(Fragmento)
La muerte siempre es difícil. Hay una irrevocabilidad y finitud que cauteriza el corazón. Esto es cierto incluso si la persona que ha fallecido es anciana y ha vivido una vida plena. En última instancia, nada nos prepara, por completo, para aceptar la muerte de aquellos a quienes amamos.

Pero la naturaleza nos ha equipado mejor para manejar la muerte de nuestros mayores. Estamos destinados a enterrar a nuestros padres. Así es como está configurada la naturaleza, el orden natural de las cosas. Los padres están destinados a morir antes que sus hijos, y generalmente así es como sucede. Esto conlleva su propio dolor. No es fácil perder a los padres, al cónyuge, a los hermanos o a los amigos. La muerte siempre cobra su precio. Sin embargo, la naturaleza nos ha equipado para afrontar estas muertes.

En términos metafóricos, cuando fallecen nuestros mayores, hay circuitos en nuestro cableado interno a los que podemos acceder y a través de los cuales podemos obtener cierta comprensión y aceptación. En última instancia, la muerte de un adulto se limpia y vuelve la normalidad porque es natural, es la ley de la naturaleza, que los adultos mueran. Ese es el orden natural de las cosas. Una de las tareas de la vida es enterrar a los padres.

Pero no es natural que los padres entierren a sus hijos. No es así como la naturaleza ha previsto las cosas, y la naturaleza no nos ha equipado adecuadamente para esa tarea. De nuevo, utilizando la metáfora, cuando uno de nuestros hijos muere (ya sea por una enfermedad natural, un accidente o un suicidio), la naturaleza no nos ha dotado de los circuitos internos que necesitamos para afrontar esta situación.

La cuestión no es, como en el caso de la muerte de nuestros mayores, una cuestión de duelo adecuado, paciencia y tiempo. Cuando uno de nuestros hijos muere, podemos llorar su pérdida, ser pacientes, darle tiempo y, aun así, descubrir que la herida no mejora, que el tiempo no cura y que no podemos aceptar plenamente lo que ha sucedido.

(Ejercicios por resolver)
1 - Transcribe del fragmento sobre la muerte la parte que comienza con las palabras que contienen "Pero no es natural" y termina con "que ha sucedido.".
2 - Indica si cada afirmación coincide con el fragmento sobre la muerte y responde sí o no, citando las palabras del texto que lo deciden. (a) Los padres están destinados a morir antes que sus hijos. (b) El tiempo acaba curando la herida que deja la muerte de un hijo. (c) La muerte de una persona anciana que ha vivido una vida plena no resulta difícil.
3 - Por favor, continúa el fragmento sobre la muerte a partir de su última oración.
Los registros no guardan relación con el fragmento sobre la muerte.

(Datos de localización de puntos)
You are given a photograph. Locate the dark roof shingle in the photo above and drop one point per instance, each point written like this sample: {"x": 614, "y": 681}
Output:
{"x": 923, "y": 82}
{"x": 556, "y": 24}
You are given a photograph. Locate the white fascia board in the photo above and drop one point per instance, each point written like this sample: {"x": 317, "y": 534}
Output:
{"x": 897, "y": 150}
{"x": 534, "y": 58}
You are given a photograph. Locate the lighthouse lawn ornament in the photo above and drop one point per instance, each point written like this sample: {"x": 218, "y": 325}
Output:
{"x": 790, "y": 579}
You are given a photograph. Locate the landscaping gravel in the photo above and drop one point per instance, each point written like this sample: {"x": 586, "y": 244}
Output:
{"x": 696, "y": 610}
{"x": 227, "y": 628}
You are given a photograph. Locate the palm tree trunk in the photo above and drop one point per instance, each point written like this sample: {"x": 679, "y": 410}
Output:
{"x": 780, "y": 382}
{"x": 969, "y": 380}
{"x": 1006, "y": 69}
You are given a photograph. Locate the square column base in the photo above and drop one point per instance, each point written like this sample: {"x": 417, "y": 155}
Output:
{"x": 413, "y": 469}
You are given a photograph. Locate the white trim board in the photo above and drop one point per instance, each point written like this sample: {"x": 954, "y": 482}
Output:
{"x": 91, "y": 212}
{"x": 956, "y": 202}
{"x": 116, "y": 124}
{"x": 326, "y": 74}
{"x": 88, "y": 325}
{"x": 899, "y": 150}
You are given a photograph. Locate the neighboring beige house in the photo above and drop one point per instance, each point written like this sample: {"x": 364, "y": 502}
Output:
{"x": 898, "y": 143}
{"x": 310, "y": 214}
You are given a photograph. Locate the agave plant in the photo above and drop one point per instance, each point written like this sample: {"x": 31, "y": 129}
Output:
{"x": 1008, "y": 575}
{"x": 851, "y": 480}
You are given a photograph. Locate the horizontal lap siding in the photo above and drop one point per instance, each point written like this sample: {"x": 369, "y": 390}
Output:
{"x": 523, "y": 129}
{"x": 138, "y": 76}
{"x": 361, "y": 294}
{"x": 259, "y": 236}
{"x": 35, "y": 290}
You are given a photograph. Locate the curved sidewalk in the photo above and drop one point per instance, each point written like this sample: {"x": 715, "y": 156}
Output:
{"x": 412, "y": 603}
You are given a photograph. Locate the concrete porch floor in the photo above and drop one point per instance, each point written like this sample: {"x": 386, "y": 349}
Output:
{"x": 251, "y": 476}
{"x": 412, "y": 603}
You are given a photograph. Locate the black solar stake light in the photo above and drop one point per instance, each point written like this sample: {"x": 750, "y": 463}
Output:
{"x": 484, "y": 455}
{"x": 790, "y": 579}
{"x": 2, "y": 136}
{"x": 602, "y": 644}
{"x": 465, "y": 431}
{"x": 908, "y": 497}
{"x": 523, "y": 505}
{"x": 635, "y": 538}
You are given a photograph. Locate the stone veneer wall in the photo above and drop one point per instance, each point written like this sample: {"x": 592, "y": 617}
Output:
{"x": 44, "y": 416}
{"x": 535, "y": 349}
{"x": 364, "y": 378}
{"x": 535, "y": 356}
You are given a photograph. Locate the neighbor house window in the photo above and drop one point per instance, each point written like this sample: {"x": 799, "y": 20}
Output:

(Resultados del ejercicio)
1 -
Pero no es natural que los padres entierren a sus hijos. No es así como la naturaleza ha previsto las cosas, y la naturaleza no nos ha equipado adecuadamente para esa tarea. De nuevo, utilizando la metáfora, cuando uno de nuestros hijos muere (ya sea por una enfermedad natural, un accidente o un suicidio), la naturaleza no nos ha dotado de los circuitos internos que necesitamos para afrontar esta situación.

La cuestión no es, como en el caso de la muerte de nuestros mayores, una cuestión de duelo adecuado, paciencia y tiempo. Cuando uno de nuestros hijos muere, podemos llorar su pérdida, ser pacientes, darle tiempo y, aun así, descubrir que la herida no mejora, que el tiempo no cura y que no podemos aceptar plenamente lo que ha sucedido.

2 -
(a) Sí: "Los padres están destinados a morir antes que sus hijos".
(b) No: "que el tiempo no cura".
(c) No: "Esto es cierto incluso si la persona que ha fallecido es anciana y ha vivido una vida plena".

3 -
Hace cien años, Alfred Edward Housman escribió un famoso poema titulado «A un atleta que murió joven».  En un momento dado, le dice esto al joven que ha fallecido:

Muchacho inteligente, que se escabulle a tiempo

De los campos donde la gloria no permanece.

A veces, una muerte prematura congela para siempre la belleza de una persona joven que, con el tiempo, acabaría desapareciendo. Morir joven es morir en pleno apogeo, en la belleza de la juventud.

Sin embargo, eso se refiere al problema de la persona joven que está muriendo, no al dolor de los que se quedan atrás. No estoy tan seguro de que ellos, los que se quedan atrás, dirían: «Chico inteligente, por escaparse a tiempo». Su dolor no desaparece tan rápidamente porque la naturaleza no les ha dotado de los circuitos internos necesarios para procesar lo que necesitan procesar. Es más probable que sintamos la oscuridad del alma que W. H. Auden expresó una vez ante la muerte de un ser querido:

Las estrellas ya no son bienvenidas: apagadlas todas;

Guardad la luna y desmontad el sol;

Vaciad el océano y barred el bosque;

Porque ahora nada puede salir bien.   (Doce canciones)

Cuando muere uno de nuestros hijos, es más fácil sentir lo que expresa Auden. Además, incluso comprender lo antinatural que es tener que enterrar a uno de tus propios hijos no lo devuelve a la vida ni devuelve las cosas a la normalidad, porque es anormal que un padre entierre a un hijo.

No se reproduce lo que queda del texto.